Object location annotation data:
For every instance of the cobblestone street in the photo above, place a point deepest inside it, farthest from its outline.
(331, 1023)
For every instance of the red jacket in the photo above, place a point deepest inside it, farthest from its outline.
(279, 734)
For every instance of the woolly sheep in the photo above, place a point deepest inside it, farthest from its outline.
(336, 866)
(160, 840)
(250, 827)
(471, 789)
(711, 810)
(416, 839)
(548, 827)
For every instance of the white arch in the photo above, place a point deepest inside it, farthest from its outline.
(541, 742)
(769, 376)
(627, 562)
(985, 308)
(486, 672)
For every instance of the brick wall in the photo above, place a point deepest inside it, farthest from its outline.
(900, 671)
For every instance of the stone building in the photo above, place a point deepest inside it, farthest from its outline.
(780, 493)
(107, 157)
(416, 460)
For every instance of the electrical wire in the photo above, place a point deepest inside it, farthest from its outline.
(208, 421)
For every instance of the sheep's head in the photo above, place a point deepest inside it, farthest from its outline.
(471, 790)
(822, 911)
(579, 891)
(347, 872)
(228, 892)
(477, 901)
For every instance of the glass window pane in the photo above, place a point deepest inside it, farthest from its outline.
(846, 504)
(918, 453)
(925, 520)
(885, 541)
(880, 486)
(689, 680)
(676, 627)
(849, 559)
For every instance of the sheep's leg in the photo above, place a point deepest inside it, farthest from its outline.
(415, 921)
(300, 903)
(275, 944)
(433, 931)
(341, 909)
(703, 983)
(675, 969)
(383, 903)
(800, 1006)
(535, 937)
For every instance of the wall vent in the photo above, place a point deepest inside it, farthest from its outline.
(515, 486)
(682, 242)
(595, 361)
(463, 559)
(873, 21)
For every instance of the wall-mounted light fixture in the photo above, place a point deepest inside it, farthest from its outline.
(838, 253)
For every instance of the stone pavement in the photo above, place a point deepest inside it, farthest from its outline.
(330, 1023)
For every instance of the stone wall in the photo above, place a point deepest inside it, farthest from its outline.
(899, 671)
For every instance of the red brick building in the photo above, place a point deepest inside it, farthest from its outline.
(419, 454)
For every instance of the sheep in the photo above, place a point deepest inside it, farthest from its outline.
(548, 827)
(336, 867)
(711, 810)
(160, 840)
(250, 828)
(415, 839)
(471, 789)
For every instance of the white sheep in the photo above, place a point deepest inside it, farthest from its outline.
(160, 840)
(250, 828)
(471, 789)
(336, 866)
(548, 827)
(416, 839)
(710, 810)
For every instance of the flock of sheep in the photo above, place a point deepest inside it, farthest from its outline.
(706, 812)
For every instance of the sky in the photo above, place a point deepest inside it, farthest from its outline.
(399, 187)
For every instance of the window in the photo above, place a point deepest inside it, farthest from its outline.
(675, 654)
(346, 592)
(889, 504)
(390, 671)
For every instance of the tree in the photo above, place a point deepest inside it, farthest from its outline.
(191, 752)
...
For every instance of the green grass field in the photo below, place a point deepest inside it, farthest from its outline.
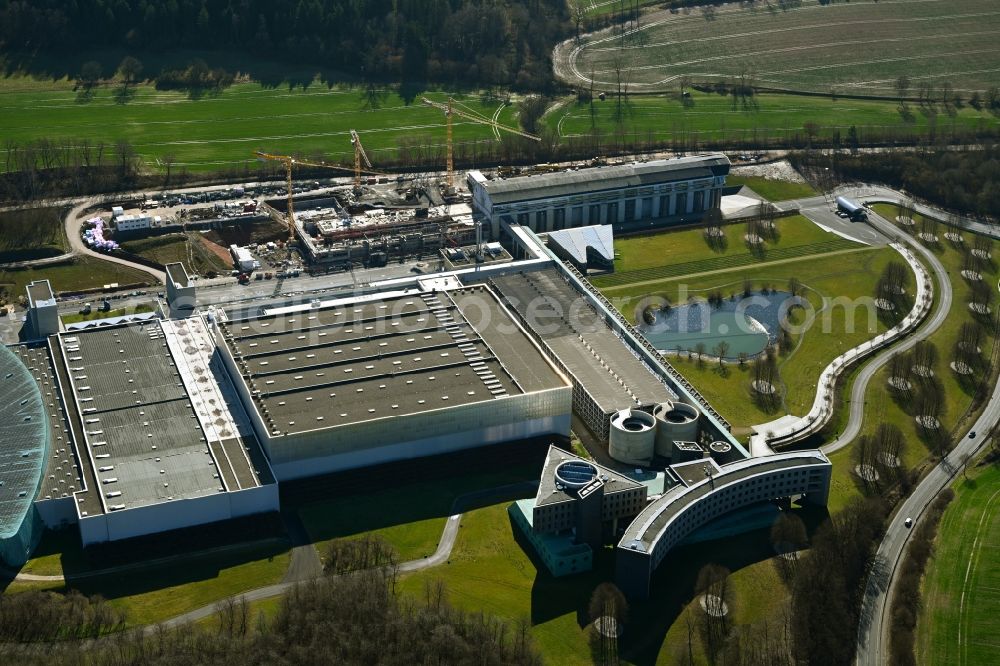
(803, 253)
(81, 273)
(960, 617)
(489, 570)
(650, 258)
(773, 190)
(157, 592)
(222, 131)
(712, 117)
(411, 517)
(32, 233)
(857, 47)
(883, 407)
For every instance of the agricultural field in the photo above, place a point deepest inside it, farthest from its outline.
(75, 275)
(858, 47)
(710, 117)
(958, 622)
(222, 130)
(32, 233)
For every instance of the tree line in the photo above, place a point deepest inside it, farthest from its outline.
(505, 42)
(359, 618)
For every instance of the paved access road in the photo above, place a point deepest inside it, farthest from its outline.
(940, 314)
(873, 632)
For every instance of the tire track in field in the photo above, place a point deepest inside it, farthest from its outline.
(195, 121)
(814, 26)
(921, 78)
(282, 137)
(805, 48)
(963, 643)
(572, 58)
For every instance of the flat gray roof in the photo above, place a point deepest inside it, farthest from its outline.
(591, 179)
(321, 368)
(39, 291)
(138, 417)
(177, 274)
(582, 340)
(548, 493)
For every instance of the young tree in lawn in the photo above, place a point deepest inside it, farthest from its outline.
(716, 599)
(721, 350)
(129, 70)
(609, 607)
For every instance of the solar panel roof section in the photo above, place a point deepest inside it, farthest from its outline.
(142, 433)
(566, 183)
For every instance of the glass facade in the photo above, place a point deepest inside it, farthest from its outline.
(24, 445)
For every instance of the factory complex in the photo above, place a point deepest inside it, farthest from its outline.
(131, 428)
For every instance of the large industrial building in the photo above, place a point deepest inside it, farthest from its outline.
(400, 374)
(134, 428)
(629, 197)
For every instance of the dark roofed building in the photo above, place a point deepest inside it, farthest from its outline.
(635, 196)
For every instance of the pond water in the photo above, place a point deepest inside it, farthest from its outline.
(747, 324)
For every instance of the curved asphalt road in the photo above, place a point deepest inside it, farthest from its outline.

● **Problem to work on**:
Copy the lines above without any changes, starting at the line with "For every instance of the large" and ending with the line with "For every instance of the curved", both of those lines included.

● **Worked solution**:
For every instance of the large industrial building in the photo above, place a point deepest inside it, farthest from its outline.
(400, 374)
(134, 428)
(629, 197)
For every instance of the dark roofed building in the photo above, place a point deepest inside it, farthest from its outline.
(635, 196)
For every instance of the pond water in the photo above, place a point deepest inside it, farthest from its outline.
(747, 324)
For every instance of the curved asphalt road in the photo above, place a point deepest inside it, farthest from its outline.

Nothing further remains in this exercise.